### Task to complete
Show every line in the records below that contains the string "sofa".

### Records to use

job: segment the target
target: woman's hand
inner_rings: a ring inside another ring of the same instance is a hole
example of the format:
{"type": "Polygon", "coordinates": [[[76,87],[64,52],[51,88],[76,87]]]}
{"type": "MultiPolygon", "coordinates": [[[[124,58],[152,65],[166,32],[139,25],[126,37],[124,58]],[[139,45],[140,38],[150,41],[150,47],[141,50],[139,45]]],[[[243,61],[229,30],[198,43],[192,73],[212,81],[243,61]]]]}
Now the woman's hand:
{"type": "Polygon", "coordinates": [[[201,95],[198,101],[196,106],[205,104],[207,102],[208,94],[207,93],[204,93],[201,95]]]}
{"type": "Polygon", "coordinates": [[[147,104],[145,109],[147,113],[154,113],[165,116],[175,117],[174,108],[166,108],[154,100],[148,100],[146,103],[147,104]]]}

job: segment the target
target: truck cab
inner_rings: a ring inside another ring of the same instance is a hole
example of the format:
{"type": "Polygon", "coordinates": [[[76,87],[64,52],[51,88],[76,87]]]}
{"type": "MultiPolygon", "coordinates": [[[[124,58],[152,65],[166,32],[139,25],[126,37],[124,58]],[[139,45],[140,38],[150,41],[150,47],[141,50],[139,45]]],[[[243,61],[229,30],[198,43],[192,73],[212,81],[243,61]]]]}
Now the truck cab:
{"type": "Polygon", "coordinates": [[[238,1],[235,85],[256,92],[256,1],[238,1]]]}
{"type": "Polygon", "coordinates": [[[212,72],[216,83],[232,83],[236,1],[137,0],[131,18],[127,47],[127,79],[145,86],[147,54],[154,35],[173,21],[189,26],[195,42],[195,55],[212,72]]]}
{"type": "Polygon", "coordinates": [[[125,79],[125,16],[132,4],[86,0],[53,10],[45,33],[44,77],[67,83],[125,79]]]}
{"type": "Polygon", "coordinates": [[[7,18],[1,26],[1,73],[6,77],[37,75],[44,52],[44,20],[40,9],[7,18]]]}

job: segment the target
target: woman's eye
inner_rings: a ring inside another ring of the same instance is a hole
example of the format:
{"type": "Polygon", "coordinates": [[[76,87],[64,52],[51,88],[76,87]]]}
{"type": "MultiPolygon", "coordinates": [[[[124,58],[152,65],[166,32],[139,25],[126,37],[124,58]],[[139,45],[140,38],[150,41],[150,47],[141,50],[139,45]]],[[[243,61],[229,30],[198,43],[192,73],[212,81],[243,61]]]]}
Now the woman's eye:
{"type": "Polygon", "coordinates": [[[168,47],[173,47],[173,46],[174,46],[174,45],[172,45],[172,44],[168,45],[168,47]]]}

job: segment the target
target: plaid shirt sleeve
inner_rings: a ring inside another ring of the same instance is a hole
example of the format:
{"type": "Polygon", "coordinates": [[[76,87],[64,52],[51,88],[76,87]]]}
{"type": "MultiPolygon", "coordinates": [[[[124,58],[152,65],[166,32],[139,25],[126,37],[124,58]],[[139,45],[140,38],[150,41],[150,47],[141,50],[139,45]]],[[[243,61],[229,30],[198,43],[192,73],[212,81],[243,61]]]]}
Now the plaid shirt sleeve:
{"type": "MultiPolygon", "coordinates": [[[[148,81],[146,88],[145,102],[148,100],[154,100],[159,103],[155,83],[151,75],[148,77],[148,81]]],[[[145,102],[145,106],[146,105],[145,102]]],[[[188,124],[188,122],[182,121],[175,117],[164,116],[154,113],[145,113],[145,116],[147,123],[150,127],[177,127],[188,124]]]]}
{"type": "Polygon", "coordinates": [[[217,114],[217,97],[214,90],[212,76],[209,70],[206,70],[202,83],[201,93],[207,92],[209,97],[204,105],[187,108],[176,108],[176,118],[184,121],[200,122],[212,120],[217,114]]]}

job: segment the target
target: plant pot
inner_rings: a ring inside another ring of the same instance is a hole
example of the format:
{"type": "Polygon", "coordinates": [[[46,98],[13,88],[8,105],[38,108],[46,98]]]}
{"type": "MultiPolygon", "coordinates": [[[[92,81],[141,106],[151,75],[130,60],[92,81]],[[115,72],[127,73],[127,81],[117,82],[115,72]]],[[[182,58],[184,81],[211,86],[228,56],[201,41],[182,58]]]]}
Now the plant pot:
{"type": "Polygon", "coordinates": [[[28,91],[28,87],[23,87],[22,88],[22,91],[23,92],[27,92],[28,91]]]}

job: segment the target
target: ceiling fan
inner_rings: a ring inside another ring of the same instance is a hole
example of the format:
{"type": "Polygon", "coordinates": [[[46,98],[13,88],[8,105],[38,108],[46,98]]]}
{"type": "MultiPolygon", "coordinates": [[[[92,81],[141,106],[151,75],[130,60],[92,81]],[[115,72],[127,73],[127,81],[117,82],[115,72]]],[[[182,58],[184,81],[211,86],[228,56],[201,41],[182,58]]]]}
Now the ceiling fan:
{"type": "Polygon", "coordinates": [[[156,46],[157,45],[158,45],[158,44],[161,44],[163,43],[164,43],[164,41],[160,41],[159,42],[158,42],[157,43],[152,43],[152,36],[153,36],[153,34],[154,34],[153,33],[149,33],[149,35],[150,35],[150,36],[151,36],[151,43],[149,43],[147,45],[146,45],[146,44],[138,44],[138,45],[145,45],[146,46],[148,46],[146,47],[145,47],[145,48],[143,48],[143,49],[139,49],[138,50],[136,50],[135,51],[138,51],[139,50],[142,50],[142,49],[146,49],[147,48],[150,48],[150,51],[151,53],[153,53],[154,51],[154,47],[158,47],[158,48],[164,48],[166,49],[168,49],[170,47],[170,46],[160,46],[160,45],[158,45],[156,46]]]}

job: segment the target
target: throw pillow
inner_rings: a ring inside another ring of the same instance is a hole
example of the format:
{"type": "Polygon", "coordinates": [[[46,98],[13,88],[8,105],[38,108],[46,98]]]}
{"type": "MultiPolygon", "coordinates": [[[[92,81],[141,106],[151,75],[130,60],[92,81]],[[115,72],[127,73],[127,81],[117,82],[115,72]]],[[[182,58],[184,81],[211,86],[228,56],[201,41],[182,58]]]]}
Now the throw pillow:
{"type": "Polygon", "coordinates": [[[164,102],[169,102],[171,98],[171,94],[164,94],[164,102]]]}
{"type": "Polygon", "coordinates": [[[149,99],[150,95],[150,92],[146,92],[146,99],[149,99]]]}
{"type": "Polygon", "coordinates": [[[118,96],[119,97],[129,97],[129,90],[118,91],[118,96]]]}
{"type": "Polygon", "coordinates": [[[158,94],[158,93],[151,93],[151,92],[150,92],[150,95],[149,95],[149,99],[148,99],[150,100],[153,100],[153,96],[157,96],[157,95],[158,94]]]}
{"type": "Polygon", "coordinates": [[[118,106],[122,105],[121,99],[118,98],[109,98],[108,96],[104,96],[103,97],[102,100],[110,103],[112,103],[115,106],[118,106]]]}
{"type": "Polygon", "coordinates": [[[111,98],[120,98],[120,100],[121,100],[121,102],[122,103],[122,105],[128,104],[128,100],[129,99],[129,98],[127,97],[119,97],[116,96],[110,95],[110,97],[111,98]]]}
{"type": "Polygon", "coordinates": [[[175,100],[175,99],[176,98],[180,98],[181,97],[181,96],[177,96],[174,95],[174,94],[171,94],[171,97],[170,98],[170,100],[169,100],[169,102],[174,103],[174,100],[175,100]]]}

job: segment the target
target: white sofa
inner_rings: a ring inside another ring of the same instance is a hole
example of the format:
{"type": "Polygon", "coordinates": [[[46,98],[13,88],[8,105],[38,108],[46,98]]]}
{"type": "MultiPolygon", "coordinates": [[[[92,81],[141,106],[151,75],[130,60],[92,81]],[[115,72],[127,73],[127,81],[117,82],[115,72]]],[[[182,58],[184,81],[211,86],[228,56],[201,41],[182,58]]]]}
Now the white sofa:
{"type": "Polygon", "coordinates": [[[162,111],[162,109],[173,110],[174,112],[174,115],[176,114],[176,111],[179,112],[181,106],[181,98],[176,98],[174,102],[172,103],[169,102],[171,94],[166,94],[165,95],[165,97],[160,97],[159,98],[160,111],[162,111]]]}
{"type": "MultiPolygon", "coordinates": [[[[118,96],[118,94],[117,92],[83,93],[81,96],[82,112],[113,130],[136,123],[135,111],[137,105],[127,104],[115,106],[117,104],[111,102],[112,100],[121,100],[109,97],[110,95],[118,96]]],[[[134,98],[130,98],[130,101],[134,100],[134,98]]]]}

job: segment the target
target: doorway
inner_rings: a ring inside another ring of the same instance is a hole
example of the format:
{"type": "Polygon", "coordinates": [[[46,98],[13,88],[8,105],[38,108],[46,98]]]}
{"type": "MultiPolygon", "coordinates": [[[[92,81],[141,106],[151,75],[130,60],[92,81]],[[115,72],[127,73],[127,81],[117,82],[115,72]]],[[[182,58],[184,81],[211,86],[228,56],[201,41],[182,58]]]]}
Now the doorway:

### Answer to the problem
target: white sofa
Now the white sofa:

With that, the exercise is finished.